[Work instructions]
Count the lines in the items below that contain the string "horse", treating uppercase and lowercase letters as different, and reply with that number alone.

[Provided entries]
* * *
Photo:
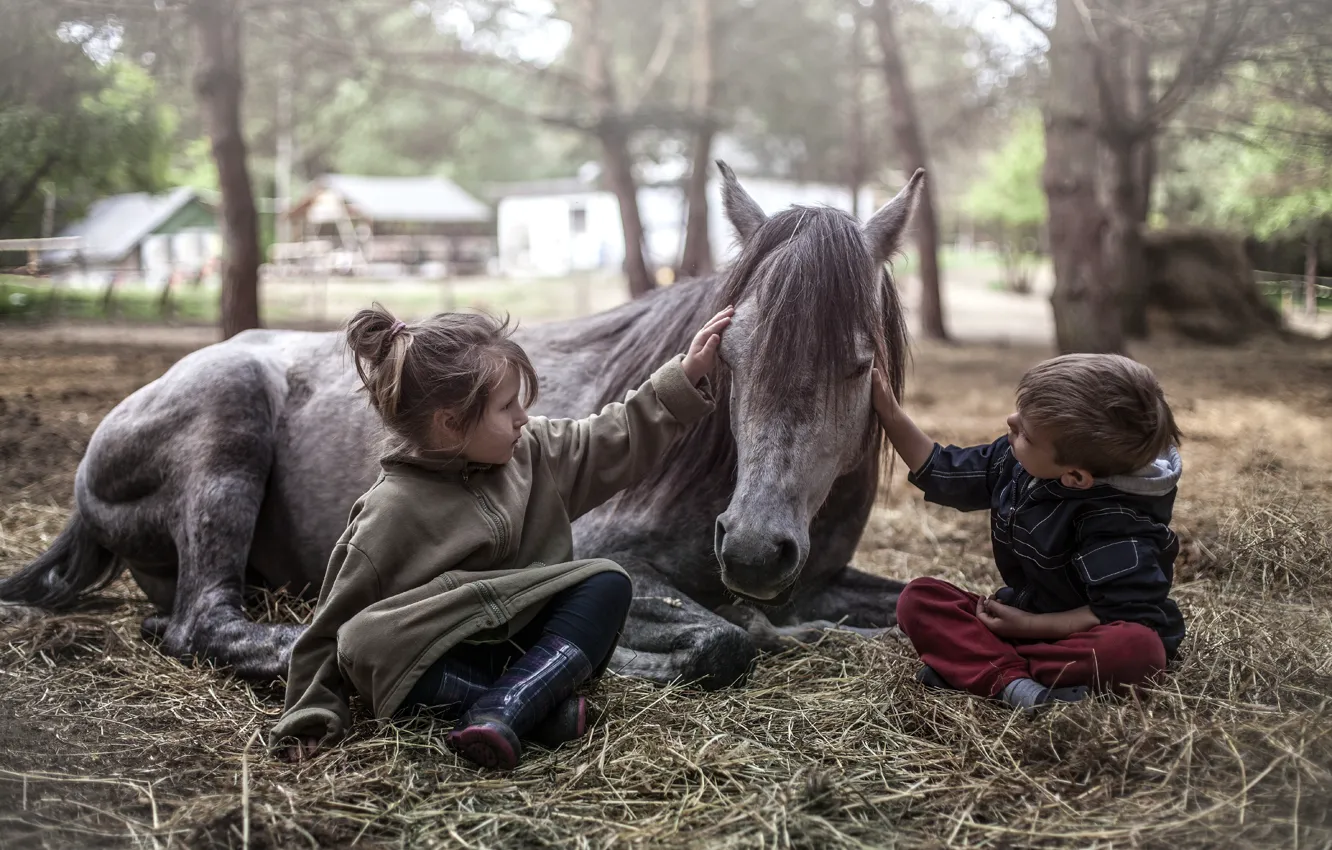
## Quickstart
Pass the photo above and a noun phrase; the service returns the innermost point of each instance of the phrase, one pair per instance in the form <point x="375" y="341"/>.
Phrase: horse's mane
* * *
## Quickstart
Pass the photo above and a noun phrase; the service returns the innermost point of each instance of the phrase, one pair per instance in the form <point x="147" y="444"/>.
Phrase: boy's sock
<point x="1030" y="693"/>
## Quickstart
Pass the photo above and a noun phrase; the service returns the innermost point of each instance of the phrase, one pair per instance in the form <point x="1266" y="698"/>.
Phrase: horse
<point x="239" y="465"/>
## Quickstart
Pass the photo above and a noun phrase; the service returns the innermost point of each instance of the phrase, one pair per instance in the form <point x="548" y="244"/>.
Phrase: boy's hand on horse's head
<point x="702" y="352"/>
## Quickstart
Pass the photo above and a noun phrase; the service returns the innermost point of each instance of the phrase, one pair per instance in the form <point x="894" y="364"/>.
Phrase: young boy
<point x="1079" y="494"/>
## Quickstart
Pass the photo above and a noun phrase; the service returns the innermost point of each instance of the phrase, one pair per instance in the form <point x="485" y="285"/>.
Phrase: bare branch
* * *
[Response for this exercise]
3